Un tempo si studiava Omero, Virgilio, Dante e Manzoni. Si imparava a pensare, a scrivere, a leggere il mondo. Oggi si “interpreta il testo” su canzoni pop o post di Instagram, si banalizza tutto per non “traumatizzare” gli studenti - e chi osa chiedere disciplina si ritrova con un genitore che lo aspetta fuori da scuola per “fargliela pagare”. O, peggio ancora, viene filmato e sbeffeggiato in classe da chi pretende rispetto senza sapere nemmeno cosa significhi. Nel frattempo, negli ospedali, chi salva vite viene preso a pugni da parenti inferociti perché "hanno aspettato troppo", perché la realtà non coincide con le loro pretese. Il rispetto? Un concetto superato. L’educazione? Una responsabilità scaricata sugli altri. Gli adulti, molti adulti, hanno smesso di essere esempi e si sono trasformati in complici del degrado.
■ ■ ■ ■
• Compito A
Quali autori si studiavano un tempo, secondo il testo sull'educazione?
• Compito B
Riporta dal testo sull'educazione il passo che va da "Un tempo si" fino a "complici del degrado." compreso.
Il materiale qui sotto proviene da un'altra fonte.

• Dati dell'esercizio
■ ■ ■ ■
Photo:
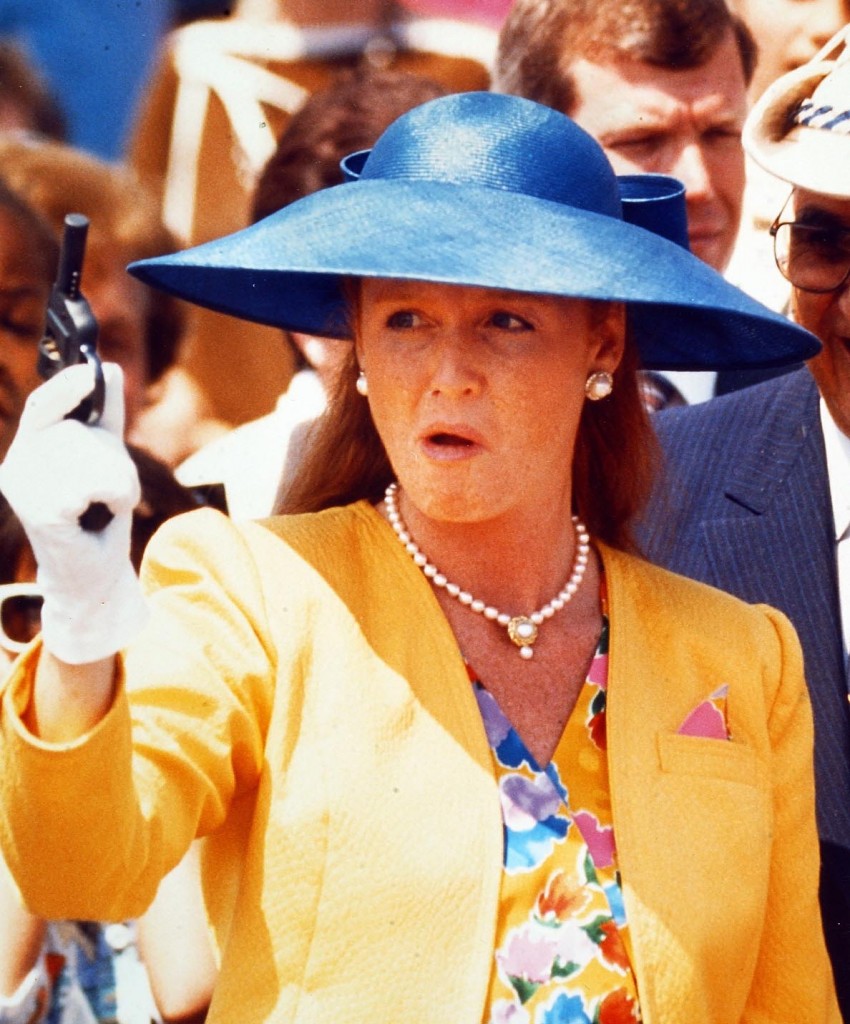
■ ■ ■ ■
• Spazio risposta A
Omero, Virgilio, Dante e Manzoni.

• Spazio risposta B
Un tempo si studiava Omero, Virgilio, Dante e Manzoni. Si imparava a pensare, a scrivere, a leggere il mondo. Oggi si “interpreta il testo” su canzoni pop o post di Instagram, si banalizza tutto per non “traumatizzare” gli studenti - e chi osa chiedere disciplina si ritrova con un genitore che lo aspetta fuori da scuola per “fargliela pagare”. O, peggio ancora, viene filmato e sbeffeggiato in classe da chi pretende rispetto senza sapere nemmeno cosa significhi. Nel frattempo, negli ospedali, chi salva vite viene preso a pugni da parenti inferociti perché "hanno aspettato troppo", perché la realtà non coincide con le loro pretese. Il rispetto? Un concetto superato. L’educazione? Una responsabilità scaricata sugli altri. Gli adulti, molti adulti, hanno smesso di essere esempi e si sono trasformati in complici del degrado.